CONSIGNE 1 - Relevez toutes les cultures que la famille Zermatt a établies sur l'île d'après le texte sur Jules Verne et le Robinson suisse.
CONSIGNE 2 - Reprenez le texte sur Jules Verne et le Robinson suisse à la suite de sa dernière phrase.

TEXTE À LIRE -
>>>

Jules Verne avait été enchanté enfant par la lecture du Robinson suisse du pasteur bernois calviniste Wyss, écrit pour ses propres enfants et publié par son fils. Il a voulu achever l’odyssée de la famille Zermatt (Jules Verne invente ce nom qui restait non dit chez Wyss), les parents et quatre fils de 5 à 15 ans, jetée à la côte sur une île déserte au large de l‘Australie, et qui a su, par son industrie et son moral, reconstruire la civilisation dans une nouvelle patrie. La famille a peu à peu, en douze ans, établi des gîtes (d’hiver dans une grotte, d’été dans un arbre, de travail dans les champs), cultivé la terre (potager, champs de céréales et de cannes à sucre, arbres fruitiers), domestiqué des animaux (basse cour, vigognes et chèvres, animaux de traits et montures). Il s’agit, par le travail et par l’épargne de reconstruire le paradis perdu du Créateur.
L’auteur prend la suite en faisant découvrir la famille désormais adulte (16 à 25 ans pour les fils) par une corvette anglaise qui a dû relâcher dans une baie de l’île non portée sur les cartes, pour réparer des avaries dues à l’une des nombreuses tempêtes de la mauvaise saison. L’éditeur Hetzel avait demandé à Jules Verne d’améliorer la suite inventée par la traductrice en français du livre, Mme de Montolieu, puis celle tardive du fils de Wyss. Verne résumera brièvement l’histoire des Robinsons suisses en un chapitre pour ceux qui ne l’auraient pas lu.
Fritz, le fils aîné, chasseur invétéré, assomme un cormoran qui passait par là et découvre un message à sa patte : on demande du secours après naufrage sur l’île des Roches-fumantes, un volcan actif. Cette île n’est pas très loin de la Nouvelle-Suisse, l’île de la famille, et Fritz s’élance en yole pour y trouver Jenny, jeune fille de 17 ans seule rescapée d’une chaloupe renversée par la mer après que des mutins se soient emparés du navire qu’ils n’ont pas su manœuvrer. Enfin une fille dans cette bande de mâles ! Enfin une descendance assurée pour les vieux parents sur l’île déserte !

<<<

DONNÉES FOURNIES -

>>>

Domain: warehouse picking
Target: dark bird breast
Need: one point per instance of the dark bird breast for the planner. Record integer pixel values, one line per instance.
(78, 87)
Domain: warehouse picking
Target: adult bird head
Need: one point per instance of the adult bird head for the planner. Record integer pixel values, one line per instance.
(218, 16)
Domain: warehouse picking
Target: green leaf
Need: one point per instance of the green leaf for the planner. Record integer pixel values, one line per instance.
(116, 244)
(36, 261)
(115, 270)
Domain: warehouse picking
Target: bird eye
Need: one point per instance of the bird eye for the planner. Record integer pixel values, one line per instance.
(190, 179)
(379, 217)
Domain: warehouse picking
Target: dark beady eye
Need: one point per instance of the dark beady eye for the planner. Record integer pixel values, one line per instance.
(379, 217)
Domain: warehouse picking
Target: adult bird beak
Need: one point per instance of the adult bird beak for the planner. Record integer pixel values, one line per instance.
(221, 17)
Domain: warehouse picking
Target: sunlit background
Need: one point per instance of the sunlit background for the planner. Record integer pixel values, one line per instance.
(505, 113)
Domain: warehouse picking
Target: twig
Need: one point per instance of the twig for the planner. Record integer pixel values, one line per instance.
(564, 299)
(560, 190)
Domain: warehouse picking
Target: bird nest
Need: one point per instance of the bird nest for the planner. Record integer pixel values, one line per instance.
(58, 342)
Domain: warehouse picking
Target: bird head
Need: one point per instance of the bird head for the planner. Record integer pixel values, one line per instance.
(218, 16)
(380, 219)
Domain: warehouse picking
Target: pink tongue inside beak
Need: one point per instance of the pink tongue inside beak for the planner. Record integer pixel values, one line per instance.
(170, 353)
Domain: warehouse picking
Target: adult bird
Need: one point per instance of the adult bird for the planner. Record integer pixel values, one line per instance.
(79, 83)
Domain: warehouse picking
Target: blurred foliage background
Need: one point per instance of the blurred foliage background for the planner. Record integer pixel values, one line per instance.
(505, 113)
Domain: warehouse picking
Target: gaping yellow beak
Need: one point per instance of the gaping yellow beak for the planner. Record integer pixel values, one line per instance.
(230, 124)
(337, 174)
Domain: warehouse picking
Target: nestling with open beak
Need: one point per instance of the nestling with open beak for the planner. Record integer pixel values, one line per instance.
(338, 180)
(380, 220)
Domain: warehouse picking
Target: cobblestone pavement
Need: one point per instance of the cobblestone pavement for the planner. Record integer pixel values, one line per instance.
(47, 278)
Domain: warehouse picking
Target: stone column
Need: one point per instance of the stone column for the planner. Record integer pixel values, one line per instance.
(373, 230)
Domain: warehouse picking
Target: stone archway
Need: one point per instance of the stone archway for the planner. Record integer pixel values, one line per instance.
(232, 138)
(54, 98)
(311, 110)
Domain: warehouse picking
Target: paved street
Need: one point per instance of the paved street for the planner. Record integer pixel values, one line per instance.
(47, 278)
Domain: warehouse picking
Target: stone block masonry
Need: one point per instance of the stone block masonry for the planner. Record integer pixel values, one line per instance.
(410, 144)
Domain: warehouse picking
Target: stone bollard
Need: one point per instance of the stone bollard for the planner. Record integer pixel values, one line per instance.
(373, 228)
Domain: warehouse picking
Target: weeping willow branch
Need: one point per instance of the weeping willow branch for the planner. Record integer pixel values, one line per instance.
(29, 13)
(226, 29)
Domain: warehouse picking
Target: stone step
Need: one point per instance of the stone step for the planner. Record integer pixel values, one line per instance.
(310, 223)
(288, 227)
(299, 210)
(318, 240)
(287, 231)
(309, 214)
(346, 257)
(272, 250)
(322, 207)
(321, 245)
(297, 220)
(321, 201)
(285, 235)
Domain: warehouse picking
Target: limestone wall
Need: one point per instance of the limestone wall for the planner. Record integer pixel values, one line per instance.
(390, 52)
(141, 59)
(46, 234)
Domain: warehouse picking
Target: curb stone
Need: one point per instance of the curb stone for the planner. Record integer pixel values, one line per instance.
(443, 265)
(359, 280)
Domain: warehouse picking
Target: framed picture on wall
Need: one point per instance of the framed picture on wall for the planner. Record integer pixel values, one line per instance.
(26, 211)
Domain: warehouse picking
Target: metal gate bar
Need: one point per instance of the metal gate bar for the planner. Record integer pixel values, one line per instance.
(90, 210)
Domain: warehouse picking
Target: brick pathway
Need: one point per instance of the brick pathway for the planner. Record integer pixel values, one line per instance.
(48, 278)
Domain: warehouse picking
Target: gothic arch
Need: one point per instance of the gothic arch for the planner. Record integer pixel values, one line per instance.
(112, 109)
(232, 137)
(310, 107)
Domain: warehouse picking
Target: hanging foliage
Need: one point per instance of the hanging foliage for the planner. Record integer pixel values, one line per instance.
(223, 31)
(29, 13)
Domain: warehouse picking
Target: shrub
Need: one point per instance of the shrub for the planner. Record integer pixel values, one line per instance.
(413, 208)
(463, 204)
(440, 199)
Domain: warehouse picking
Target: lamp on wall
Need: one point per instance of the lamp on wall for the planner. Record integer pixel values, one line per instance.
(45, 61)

<<<

RÉPONSE ATTENDUE 1 - La famille a établi un potager, des champs de céréales, des champs de cannes à sucre et des arbres fruitiers.

RÉPONSE ATTENDUE 2 -
Voilà qui est nouveau – et moins intéressant. En effet, les préjugés sexistes du temps cantonnent les femmes aux travaux ménagers : lessive, couture, repas, conserves, potager. Seule Jenny, de par son jeune âge et son caractère décidé, « son éducation virile » due à son colonel de père l’élevant seul, est un peu du côté garçon ; elle s’est d’ailleurs habillée en jeune officier lorsqu’elle a dû quitter le bateau. Fritz est charmé, ils vont se marier sans jamais « tomber amoureux » dans les affres de la passion, car l’auteur veut éviter à son public à peine pubère toute inflammation de l’imagination et des sens…

Jules, en vieux routier de l’aventure, épice donc sa suite par de multiples péripéties. Le lecteur est plongé de suite dans l’action par ces mystérieux coups de canon tirés en réponse aux traditionnels deux coups qui saluent l’arrivée du printemps depuis douze ans sur l’île déserte. Y aurait-il un vaisseau ? Oui, il y a. C’est la corvette anglaise Licorne. Elle embarque Fritz et Jenny, qui veut revoir son père le colonel en Angleterre avant de revenir peut-être un an après, ainsi que François, le plus jeune des fils, qui veut voir le monde. Dans le même temps débarquent dans cette nouvelle Terre promise une famille, les Wolston, un couple mûr et leur fille de 14 ans Annah, qui veulent se poser et se reposer.
Lui est mécanicien charpentier, occasion de déployer toute son industrie, le fils Ernest intéressé tandis que l’autre fils, Jack, reste ce chasseur boute en train intrépide et un peu tête brûlée qu’il a toujours été. Les caractères sont bien dessinés, ayant chacun une part de l’âme des jeunes garçons qui lisent le roman. Les leçons sont tirées sans en avoir l’air : observer et étudier permet d’améliorer ses outils et son confort ; ne pas se précipiter tête baissée dans ses désirs de poursuite permet d’éviter le danger et d’inquiéter ses proches ; réfléchir avant d’agir permet une meilleure réussite.
La corvette doit revenir un an plus tard mais elle n’est toujours pas là. Changement de perspectives : nous sommes désormais dans une chaloupe jetée à la mer par des mutins, où se trouvent Fritz et Jenny, François, le bosseman (contremaître des équipements nautiques) et le capitaine Gould, James Wolston, sa nièce Dolly, sa femme et Bob, leur enfant de 5 ans. Ils dérivent, sans vent ni plus guère de provisions ; ils débarquent sur une côte inhospitalière, l’envers du décor de la Nouvelle-Suisse, en fait la même île mais sur sa côte opposée, ils ne le savent pas. Avant d’avoir gravi à grand peine le pic Jean-Zermatt, exploré par Wolston et les deux fils restés sur l’île.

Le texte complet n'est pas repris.